PROBLEM STATEMENT —
Your answer should be only the lines below from the one with "Please spot the second" to the one with "Target: cathedral bell tower", repeated exactly, ends included.

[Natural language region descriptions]
• • • • •

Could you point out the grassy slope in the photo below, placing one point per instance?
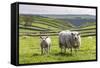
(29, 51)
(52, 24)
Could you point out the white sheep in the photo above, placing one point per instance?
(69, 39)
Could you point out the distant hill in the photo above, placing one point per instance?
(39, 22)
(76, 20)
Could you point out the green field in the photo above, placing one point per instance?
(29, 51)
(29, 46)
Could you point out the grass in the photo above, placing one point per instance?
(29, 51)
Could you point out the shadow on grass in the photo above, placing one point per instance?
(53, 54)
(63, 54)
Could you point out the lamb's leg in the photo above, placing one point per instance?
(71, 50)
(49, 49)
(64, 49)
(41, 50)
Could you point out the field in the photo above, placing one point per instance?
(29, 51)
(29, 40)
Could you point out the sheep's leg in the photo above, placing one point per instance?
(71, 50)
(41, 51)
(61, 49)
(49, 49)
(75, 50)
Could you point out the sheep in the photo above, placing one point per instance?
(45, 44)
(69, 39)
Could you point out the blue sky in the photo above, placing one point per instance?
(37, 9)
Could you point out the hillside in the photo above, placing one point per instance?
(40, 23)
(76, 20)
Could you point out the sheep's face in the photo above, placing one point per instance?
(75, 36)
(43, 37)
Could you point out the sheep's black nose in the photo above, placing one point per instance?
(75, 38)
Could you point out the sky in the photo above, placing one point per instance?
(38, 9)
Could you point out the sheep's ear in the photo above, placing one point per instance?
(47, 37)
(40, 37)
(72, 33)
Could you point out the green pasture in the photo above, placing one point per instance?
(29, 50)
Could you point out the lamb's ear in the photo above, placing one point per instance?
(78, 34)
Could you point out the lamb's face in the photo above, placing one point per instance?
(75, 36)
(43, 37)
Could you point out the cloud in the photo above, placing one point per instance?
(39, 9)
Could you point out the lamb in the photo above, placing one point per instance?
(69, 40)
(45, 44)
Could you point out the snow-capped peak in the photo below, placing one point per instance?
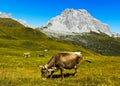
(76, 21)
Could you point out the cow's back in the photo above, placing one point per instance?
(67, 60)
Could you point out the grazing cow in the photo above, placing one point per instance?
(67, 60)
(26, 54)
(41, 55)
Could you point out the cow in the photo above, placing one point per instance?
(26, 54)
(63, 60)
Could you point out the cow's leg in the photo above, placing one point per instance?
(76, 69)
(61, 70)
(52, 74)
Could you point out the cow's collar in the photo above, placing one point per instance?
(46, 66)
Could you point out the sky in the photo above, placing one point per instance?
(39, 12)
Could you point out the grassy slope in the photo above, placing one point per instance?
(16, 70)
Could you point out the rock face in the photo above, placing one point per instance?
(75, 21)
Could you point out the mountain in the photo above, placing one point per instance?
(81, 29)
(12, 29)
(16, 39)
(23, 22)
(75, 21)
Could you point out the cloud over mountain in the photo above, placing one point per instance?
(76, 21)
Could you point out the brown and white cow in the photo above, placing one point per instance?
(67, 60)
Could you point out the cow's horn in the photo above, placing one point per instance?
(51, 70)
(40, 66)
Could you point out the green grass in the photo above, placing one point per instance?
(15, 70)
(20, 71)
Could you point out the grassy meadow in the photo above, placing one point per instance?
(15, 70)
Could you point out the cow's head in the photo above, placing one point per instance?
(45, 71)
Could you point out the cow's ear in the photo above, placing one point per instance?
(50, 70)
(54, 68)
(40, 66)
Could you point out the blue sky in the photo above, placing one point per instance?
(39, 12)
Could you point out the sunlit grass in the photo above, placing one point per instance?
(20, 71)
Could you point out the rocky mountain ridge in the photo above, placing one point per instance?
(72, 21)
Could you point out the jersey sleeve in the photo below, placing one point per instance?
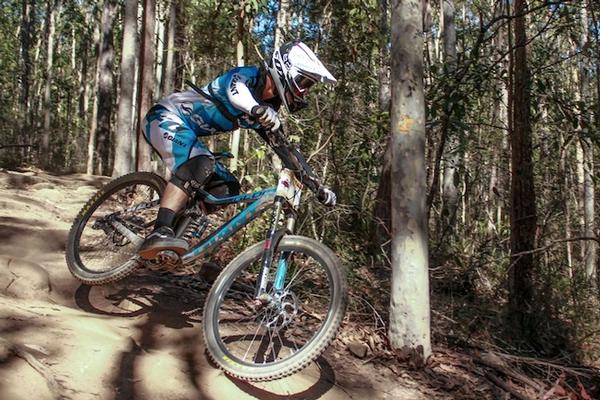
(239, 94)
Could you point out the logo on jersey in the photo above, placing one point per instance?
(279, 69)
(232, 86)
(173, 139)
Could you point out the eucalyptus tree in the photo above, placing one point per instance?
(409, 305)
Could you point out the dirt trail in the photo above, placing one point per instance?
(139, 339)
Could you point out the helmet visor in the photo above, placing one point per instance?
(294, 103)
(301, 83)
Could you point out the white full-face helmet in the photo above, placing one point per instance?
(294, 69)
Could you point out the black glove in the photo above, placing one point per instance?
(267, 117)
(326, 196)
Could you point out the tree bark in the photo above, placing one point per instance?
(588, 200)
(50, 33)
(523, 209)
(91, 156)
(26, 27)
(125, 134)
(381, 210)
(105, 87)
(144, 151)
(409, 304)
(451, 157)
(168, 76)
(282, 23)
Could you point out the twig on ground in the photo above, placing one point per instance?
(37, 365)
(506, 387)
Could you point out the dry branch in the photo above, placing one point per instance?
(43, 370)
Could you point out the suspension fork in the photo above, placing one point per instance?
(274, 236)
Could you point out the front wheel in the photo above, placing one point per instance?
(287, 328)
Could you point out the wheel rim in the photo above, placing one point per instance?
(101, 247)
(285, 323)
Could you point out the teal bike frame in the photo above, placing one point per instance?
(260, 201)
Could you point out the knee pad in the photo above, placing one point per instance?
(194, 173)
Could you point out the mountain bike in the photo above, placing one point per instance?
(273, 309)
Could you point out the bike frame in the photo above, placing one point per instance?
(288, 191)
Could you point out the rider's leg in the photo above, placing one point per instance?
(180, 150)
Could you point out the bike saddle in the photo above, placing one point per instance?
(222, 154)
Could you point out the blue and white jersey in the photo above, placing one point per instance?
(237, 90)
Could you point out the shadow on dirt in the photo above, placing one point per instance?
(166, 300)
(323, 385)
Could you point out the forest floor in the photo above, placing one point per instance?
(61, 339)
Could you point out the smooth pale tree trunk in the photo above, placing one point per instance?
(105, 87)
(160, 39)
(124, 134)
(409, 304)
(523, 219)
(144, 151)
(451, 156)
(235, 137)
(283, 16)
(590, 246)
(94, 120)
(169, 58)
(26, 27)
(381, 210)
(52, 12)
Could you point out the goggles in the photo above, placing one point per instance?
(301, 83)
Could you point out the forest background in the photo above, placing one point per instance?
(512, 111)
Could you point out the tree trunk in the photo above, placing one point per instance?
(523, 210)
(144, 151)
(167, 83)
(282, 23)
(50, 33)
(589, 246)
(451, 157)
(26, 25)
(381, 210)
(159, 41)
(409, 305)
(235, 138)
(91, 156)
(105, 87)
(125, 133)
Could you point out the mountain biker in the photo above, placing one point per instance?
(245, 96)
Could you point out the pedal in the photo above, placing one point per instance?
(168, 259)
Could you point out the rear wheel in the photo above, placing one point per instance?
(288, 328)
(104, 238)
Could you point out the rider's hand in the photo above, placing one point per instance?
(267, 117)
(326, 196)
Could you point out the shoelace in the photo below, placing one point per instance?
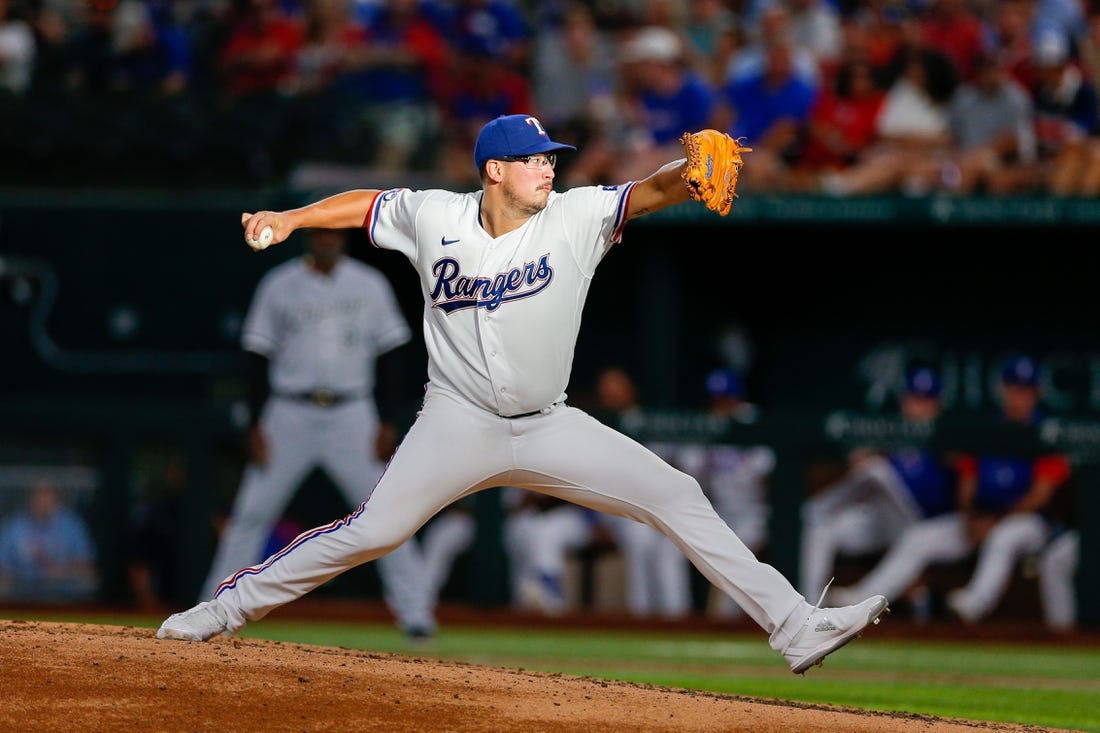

• • • • •

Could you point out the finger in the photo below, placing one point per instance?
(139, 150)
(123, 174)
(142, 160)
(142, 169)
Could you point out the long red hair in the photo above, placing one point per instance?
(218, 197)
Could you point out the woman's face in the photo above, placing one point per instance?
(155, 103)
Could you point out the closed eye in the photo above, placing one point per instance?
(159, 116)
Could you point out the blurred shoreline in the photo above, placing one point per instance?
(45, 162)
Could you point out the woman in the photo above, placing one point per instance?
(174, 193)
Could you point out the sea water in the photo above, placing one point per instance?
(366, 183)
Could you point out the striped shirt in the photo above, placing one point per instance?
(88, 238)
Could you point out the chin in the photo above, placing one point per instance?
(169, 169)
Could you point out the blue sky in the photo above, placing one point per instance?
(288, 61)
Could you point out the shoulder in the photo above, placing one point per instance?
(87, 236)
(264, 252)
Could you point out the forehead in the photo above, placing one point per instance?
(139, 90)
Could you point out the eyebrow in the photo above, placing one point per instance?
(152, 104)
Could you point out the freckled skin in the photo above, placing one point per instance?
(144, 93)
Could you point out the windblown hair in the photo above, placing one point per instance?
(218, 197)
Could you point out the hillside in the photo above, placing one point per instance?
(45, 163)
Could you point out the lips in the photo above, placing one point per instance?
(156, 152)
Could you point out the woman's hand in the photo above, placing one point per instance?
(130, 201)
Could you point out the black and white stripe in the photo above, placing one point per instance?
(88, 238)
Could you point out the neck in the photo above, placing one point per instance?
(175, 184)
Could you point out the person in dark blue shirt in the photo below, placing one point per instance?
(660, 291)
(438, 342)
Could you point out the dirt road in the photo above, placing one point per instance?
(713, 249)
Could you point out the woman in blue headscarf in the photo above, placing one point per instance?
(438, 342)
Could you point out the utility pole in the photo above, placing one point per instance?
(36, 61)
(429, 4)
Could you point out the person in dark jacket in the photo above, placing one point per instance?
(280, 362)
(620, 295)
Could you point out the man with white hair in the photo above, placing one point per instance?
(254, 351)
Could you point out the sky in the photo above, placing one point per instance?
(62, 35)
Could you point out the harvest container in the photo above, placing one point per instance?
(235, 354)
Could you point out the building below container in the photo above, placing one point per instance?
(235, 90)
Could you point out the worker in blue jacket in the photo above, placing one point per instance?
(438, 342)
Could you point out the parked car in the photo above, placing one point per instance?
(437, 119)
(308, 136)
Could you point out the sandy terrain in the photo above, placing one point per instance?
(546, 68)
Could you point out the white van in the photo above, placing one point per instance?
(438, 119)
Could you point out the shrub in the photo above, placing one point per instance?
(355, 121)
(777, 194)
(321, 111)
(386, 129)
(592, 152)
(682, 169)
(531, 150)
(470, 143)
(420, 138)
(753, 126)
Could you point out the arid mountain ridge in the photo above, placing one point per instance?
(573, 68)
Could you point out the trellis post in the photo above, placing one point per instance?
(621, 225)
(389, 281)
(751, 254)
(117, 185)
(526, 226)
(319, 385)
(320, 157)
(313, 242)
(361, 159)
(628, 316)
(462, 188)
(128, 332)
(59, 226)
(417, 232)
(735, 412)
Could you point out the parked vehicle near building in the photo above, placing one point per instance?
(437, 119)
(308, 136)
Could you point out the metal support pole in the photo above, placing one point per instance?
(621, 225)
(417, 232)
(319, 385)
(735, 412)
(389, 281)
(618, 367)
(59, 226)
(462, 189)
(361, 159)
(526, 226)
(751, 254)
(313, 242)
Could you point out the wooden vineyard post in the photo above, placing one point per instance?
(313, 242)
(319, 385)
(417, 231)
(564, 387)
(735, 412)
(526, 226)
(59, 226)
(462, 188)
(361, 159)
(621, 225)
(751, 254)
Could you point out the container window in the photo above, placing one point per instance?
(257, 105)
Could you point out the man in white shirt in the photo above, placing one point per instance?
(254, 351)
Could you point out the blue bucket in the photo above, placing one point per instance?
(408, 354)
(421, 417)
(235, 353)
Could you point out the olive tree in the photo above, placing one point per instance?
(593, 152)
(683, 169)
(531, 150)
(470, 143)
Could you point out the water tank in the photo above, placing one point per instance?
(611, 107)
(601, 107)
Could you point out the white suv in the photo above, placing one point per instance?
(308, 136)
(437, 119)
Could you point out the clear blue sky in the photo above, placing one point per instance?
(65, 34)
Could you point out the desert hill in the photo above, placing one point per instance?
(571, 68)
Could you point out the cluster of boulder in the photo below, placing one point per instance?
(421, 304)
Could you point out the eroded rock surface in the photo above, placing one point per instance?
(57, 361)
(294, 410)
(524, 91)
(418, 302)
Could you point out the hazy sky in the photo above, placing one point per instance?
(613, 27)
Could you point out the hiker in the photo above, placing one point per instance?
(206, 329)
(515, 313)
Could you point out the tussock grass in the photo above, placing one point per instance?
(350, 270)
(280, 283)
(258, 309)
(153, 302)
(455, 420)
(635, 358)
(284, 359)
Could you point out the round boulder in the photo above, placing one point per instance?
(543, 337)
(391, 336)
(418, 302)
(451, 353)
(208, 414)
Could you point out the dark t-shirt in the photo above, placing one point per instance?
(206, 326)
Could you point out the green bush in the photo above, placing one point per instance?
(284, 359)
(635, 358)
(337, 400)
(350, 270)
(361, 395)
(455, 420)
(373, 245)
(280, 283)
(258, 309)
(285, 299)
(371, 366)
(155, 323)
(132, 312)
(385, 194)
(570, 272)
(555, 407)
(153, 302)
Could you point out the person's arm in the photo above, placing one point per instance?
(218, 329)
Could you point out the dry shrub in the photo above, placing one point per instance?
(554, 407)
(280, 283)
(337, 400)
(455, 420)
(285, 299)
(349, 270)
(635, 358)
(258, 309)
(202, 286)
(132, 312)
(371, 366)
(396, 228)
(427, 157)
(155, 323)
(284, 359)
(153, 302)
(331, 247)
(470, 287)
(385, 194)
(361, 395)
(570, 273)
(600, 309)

• • • • •

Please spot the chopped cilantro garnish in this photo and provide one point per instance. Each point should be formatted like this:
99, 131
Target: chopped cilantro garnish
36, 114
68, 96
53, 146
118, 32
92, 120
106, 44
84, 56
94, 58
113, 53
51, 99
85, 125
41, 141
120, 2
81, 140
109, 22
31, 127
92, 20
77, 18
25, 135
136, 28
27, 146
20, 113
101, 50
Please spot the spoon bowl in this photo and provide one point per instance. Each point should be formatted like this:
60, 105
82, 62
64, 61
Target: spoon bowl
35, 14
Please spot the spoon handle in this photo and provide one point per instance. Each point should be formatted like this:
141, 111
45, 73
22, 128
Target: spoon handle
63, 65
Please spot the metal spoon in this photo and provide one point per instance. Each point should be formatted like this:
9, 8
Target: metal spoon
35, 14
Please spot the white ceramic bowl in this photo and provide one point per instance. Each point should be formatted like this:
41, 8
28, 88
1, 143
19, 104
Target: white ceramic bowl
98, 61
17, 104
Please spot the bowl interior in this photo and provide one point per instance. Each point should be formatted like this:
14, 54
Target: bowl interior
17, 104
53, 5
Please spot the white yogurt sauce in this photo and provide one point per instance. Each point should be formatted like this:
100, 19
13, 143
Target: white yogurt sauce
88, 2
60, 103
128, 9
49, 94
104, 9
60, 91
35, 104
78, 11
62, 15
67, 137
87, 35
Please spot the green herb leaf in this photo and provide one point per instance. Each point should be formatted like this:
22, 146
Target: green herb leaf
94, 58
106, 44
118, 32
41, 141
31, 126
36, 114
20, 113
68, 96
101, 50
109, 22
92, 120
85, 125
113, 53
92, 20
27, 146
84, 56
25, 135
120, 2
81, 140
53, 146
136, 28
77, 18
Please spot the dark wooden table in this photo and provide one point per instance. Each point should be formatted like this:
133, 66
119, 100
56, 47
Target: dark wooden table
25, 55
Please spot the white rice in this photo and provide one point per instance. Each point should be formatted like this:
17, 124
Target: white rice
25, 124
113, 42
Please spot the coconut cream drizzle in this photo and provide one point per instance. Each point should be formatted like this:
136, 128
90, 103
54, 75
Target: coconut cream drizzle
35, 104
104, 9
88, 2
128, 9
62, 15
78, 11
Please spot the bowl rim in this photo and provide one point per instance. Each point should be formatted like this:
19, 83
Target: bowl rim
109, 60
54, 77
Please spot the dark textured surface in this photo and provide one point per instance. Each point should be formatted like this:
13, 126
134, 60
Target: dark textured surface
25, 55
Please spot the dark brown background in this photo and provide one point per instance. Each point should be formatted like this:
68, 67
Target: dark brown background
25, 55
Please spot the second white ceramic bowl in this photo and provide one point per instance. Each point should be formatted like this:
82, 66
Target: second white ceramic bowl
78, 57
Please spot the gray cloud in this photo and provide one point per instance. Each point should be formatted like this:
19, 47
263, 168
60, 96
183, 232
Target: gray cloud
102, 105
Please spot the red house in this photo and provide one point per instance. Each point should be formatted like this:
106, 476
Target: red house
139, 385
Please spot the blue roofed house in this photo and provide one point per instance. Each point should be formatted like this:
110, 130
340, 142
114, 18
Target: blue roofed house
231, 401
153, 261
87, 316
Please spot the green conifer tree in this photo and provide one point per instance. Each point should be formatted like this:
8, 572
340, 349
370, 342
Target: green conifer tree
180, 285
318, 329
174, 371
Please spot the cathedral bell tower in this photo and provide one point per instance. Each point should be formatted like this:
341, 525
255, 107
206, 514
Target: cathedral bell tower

• • • • •

TASK RESPONSE —
Please spot the second white ceramic bowl in this photo and provide one point per instance. Each point should be formatted like this:
82, 66
Target: second white ceramic bowl
78, 57
Please spot the gray cloud in this photo and provide one point per instance. Each point should be formatted like this:
19, 47
263, 168
60, 96
183, 232
Target: gray cloud
102, 105
Please spot the red house in this photo and provide one point per instance. Each point should be formatted like this:
106, 476
Target: red house
139, 385
Please spot the blue roofed house in this photo and provide one point per instance. Each point should be formatted like this:
110, 130
340, 142
114, 18
Target: blue roofed house
231, 401
153, 261
87, 316
Please spot the green conifer tree in this photo and provide one point per instance. Each point should be formatted like this:
8, 572
340, 349
370, 342
Target: green conifer tree
180, 285
318, 329
174, 371
Please spot the cathedral bell tower in this photo and provide one point per instance. Each point should be formatted like this:
341, 525
255, 107
206, 514
Target: cathedral bell tower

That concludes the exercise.